* Begin Quoted passage *

Dear lame stream media, please stop suggesting shit to republicans. Pushing Chris Christie on them or encouraging a more moderate path for their party will only make them run harder and further to the right. There’s no point in trying to…oh, I get it! Brilliant! Proceed Governor.

As I’ve said, at this point I actually want the tea party to thrive because it could well mark the end of The GOP. Something unfixable, like my old Chrysler K car, must die. But, no matter what happens, we’re missing the real issue here: ninja porn. Okay, the other real issue: the fact the Foxeteers out there will continue to stomp their feet and vote on a whole host of meaningless issues.

Example of the day, the government’s allocation for:

The War on Christmas  =  25 Dollars (you’re next Rudolf!)

The War on Drugs  =  1 Trillion (which is an epic fail, yet the next trillion is being printed)

As a pretty good prognosticator I believe we are truly at a crossroads. The great divergence has ended and we are now experiencing the rise of the rest. So I make my predictions within the context of an ongoing American decline. That doesn’t necessarily mean the end of America, but rough waters are certainly ahead for a variety of reasons. If we elect Dems for the next several election cycles I believe we will muddle along and navigate this potentially volatile period of human history reasonably well. But, should a republican return to office in the near future, it’s going to be a quick trip to Shitsville—which I believe was also a Monkees’ song. There is a middle way, of course, called the Christie path and this would look different still, but….um…:

“Sure Chris Christie is more electable in a general election, but I don’t think he has a Sno-Balls’ chance in his pantry of making it through the primaries.”

—Mick Zano

The GOP has chosen the road of maximum suckage, which I believe was also a movie with Emilio Estevez. Lloyd Green begs to differ over at The Beast. No, Lloyd I’m pretty sure it was Emilio Estevez.

* End Quoted passage *

> _What you should do_:
Answer these about the post on Chris Christie and the GOP:
(a) What sum does the post give for the War on Christmas?
(b) What car does the writer give as an example of something unfixable?
(c) Who begs to differ, and where?

* Begin Extracted information *

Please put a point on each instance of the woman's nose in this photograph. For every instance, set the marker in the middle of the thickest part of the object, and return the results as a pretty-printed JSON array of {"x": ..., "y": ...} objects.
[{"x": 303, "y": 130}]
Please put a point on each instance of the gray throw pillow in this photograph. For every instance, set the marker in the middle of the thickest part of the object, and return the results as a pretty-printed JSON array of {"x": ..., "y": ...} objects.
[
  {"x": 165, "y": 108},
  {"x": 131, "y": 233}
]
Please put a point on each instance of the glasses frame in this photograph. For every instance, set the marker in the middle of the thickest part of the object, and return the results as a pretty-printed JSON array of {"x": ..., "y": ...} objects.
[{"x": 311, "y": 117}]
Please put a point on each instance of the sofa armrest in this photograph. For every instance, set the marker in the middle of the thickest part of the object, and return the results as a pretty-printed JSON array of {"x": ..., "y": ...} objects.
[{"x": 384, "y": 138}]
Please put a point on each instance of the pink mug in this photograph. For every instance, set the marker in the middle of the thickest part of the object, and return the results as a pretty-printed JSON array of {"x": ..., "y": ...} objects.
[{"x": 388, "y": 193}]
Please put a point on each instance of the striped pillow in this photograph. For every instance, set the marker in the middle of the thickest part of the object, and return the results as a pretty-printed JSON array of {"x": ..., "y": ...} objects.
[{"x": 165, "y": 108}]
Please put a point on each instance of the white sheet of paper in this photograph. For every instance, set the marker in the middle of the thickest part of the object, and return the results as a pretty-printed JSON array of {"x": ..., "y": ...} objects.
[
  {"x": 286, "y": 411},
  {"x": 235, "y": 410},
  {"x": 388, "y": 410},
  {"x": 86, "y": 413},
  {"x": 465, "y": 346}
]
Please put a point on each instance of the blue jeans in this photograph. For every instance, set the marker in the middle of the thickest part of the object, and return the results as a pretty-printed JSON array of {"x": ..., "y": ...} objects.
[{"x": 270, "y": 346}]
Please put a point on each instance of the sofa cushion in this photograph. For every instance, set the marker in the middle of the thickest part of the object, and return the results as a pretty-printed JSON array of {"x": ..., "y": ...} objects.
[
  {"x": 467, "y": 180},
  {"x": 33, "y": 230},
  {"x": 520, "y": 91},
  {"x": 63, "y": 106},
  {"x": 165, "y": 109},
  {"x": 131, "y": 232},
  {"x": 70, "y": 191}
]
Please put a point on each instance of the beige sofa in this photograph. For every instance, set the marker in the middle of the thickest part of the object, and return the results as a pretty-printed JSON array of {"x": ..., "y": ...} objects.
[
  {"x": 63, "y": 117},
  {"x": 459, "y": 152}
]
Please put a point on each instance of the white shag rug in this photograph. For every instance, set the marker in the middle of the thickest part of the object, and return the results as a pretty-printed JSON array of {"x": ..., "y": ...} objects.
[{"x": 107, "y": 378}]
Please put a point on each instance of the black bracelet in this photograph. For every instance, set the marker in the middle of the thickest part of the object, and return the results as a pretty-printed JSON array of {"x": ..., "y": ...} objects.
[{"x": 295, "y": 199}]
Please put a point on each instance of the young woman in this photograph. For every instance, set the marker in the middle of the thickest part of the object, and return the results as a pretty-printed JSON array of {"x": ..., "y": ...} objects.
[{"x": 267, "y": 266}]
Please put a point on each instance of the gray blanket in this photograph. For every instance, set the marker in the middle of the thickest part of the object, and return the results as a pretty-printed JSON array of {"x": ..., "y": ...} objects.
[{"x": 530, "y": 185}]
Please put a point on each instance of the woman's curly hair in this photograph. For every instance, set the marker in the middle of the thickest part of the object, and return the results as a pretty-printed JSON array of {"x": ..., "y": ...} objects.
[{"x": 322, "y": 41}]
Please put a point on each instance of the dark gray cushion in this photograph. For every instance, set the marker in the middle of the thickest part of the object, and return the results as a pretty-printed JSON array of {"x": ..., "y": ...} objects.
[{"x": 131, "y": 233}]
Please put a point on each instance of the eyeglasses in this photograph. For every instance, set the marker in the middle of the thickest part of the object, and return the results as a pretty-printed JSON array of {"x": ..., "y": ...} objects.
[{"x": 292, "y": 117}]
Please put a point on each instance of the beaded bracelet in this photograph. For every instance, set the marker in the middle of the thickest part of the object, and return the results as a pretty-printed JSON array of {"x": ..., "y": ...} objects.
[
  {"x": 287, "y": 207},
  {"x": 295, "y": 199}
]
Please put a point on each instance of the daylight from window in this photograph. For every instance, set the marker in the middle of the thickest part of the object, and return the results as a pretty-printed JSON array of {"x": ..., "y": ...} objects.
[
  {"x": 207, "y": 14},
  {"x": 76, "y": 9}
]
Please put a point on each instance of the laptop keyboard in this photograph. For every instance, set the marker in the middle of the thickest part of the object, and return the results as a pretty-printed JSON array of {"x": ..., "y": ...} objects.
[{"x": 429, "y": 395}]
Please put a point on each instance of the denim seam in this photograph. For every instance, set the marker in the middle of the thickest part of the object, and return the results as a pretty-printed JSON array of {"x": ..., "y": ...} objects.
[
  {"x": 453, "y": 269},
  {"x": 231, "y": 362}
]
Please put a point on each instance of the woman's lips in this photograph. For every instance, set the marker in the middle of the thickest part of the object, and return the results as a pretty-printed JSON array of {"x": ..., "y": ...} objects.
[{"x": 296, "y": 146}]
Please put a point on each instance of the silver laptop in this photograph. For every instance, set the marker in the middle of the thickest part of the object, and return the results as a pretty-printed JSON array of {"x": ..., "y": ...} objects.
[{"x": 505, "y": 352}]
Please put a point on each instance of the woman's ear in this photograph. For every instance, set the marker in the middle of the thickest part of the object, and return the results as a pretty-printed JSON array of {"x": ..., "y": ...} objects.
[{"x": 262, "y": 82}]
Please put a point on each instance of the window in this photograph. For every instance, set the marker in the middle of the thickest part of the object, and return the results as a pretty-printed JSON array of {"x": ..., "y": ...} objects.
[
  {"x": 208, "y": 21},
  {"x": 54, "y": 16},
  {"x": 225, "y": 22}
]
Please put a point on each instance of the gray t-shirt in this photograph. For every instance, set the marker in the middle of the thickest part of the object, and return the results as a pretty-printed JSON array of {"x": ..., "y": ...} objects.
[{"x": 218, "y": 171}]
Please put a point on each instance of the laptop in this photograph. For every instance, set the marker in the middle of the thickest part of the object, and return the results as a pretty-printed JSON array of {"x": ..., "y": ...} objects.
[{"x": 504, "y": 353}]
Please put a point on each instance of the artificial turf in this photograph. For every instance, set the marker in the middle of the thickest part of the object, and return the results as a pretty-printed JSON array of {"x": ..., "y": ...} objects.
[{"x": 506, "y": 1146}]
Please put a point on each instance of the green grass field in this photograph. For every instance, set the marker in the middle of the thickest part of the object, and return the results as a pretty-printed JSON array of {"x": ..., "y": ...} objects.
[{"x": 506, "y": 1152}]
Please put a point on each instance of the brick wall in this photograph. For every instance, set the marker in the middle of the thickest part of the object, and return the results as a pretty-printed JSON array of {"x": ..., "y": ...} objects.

* End Extracted information *

> _Response for this exercise_:
(a) 25 Dollars
(b) The writer's old Chrysler K car
(c) Lloyd Green, over at The Beast